* Stated goal:
Reproduce the lines below, substituting "mark" for every occurrence of "put a pin on" and leaving all other text unchanged.

* Data entries:
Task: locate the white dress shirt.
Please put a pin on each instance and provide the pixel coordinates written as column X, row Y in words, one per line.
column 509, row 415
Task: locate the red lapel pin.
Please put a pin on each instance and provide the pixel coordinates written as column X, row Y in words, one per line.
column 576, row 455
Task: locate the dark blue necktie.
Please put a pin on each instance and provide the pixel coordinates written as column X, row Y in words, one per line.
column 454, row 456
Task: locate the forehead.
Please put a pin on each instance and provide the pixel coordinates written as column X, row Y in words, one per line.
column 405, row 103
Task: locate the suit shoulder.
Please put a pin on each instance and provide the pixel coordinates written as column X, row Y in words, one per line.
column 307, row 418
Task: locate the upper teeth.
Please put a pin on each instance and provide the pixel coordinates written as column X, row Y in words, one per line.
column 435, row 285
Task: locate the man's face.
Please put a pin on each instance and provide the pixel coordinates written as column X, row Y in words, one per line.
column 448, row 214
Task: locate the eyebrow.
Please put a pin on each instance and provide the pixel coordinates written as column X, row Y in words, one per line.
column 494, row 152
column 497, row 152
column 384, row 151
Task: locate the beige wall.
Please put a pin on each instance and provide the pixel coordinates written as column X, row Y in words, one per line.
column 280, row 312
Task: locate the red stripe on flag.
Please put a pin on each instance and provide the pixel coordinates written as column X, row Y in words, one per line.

* Response:
Task: locate the white dress shirt.
Please mark each instance and provide the pixel coordinates written as column X, row Y in words, one per line.
column 509, row 415
Task: locate the red lapel pin.
Please mark each instance and provide the pixel coordinates written as column X, row Y in words, one per line.
column 576, row 455
Task: locate the dark blue necktie.
Please mark each instance and provide the pixel coordinates written as column X, row Y in words, one per line.
column 454, row 456
Task: locate the forehead.
Please mark each instance and provide the pixel coordinates written as column X, row Y in words, one per line.
column 405, row 103
Task: locate the suit shoulder.
Please mark each instance and provide the pixel coordinates written as column X, row Y in words, one per line.
column 307, row 418
Task: locate the upper teeth.
Please mark each instance and provide the pixel coordinates written as column X, row Y in words, one per line.
column 435, row 285
Task: locate the man's face.
Please mark each instance and provide the pixel coordinates written as column X, row Y in words, one per line.
column 448, row 214
Task: locate the eyebrow.
Please mark each instance and provide the pixel coordinates written as column X, row Y in words, one per line.
column 494, row 152
column 497, row 152
column 384, row 151
Task: locate the beige wall.
Please mark each instance and provide the pixel coordinates written as column X, row Y in words, one per line.
column 280, row 312
Task: locate the red stripe on flag.
Please mark each instance and provide the pixel coordinates written as column X, row Y in words, one per line.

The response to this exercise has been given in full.